* [EXERCISE PROMPT]: Render every line of the listing below as a numbered list, omitting any blank lines.

* [TASK INPUTS]:
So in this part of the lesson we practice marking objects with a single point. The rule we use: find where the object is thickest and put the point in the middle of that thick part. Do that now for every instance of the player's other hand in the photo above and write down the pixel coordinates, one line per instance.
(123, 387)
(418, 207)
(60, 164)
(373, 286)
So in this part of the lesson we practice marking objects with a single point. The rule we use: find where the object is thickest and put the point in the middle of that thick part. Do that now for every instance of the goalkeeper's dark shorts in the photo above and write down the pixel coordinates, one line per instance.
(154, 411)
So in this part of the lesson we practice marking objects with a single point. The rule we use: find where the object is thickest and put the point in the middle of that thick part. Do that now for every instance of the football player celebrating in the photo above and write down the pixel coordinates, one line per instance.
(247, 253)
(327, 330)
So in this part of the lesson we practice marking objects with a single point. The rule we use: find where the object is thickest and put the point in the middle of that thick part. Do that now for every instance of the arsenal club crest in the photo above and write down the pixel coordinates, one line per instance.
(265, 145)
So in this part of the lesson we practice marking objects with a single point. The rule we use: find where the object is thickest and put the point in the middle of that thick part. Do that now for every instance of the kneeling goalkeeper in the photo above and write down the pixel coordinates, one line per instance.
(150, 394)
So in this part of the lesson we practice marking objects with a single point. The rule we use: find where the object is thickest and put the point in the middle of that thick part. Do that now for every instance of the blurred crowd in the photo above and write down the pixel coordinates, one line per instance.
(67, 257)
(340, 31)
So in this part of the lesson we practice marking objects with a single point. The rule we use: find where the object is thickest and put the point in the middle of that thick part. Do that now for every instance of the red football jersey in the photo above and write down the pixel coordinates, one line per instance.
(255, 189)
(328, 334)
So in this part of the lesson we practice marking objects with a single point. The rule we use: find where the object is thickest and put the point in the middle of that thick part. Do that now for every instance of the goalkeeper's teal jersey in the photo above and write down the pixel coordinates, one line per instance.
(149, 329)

* [THE ANSWER]:
1. So in this part of the lesson we practice marking objects with a single point. The rule we use: find where the object is thickest and put the point in the middle of that thick part. Do that now for every instance of the player's other hand in the photo above and write down the pixel coordinates, one line per instance.
2. (123, 387)
3. (418, 207)
4. (60, 164)
5. (373, 286)
6. So in this part of the lesson we practice marking objects with a single point. The rule we use: find where the object is thickest and put the point in the middle of that thick part. Do that now for every instance of the goalkeeper's dark shorts in the photo above and write down the pixel coordinates, one line per instance.
7. (154, 411)
8. So in this part of the lesson we practice marking objects with a single point. The rule we use: find where the object is thickest and put the point in the middle of that thick part. Do that now for every instance of the football player celebrating in the photo above and write down the pixel coordinates, one line per instance.
9. (247, 253)
10. (327, 330)
11. So in this part of the lesson we practice marking objects with a single point. The rule we use: find where the object is thickest and put the point in the middle of that thick part. Do that now for every instance of the arsenal club crest in the photo above and write down the pixel coordinates, one line per instance.
12. (265, 145)
13. So in this part of the lesson we practice marking objects with a single point. The rule we use: find where the object is thickest and put the point in the middle of that thick part. Do that now for every instance of the kneeling goalkeeper in the photo above and write down the pixel coordinates, one line per instance.
14. (150, 394)
15. So in this part of the lesson we practice marking objects with a single point. The rule we use: find where the object is thickest and put the point in the middle of that thick part. Do that now for every instance of the blurred crowd in the photo above and write down the pixel coordinates, one line per instance.
16. (67, 257)
17. (340, 31)
18. So in this part of the lesson we practice marking objects with a single point. The rule we use: find where the object is thickest and put the point in the middle of that thick part. Do that now for every instance of the red football jersey in the photo above and write down the pixel coordinates, one line per instance.
19. (255, 189)
20. (328, 334)
21. So in this part of the lesson we practice marking objects with a single point. The rule we use: find where the object is thickest and put the point in the middle of that thick part. Do that now for every instance of the goalkeeper's teal jersey in the photo above and write down the pixel coordinates, one line per instance.
22. (149, 329)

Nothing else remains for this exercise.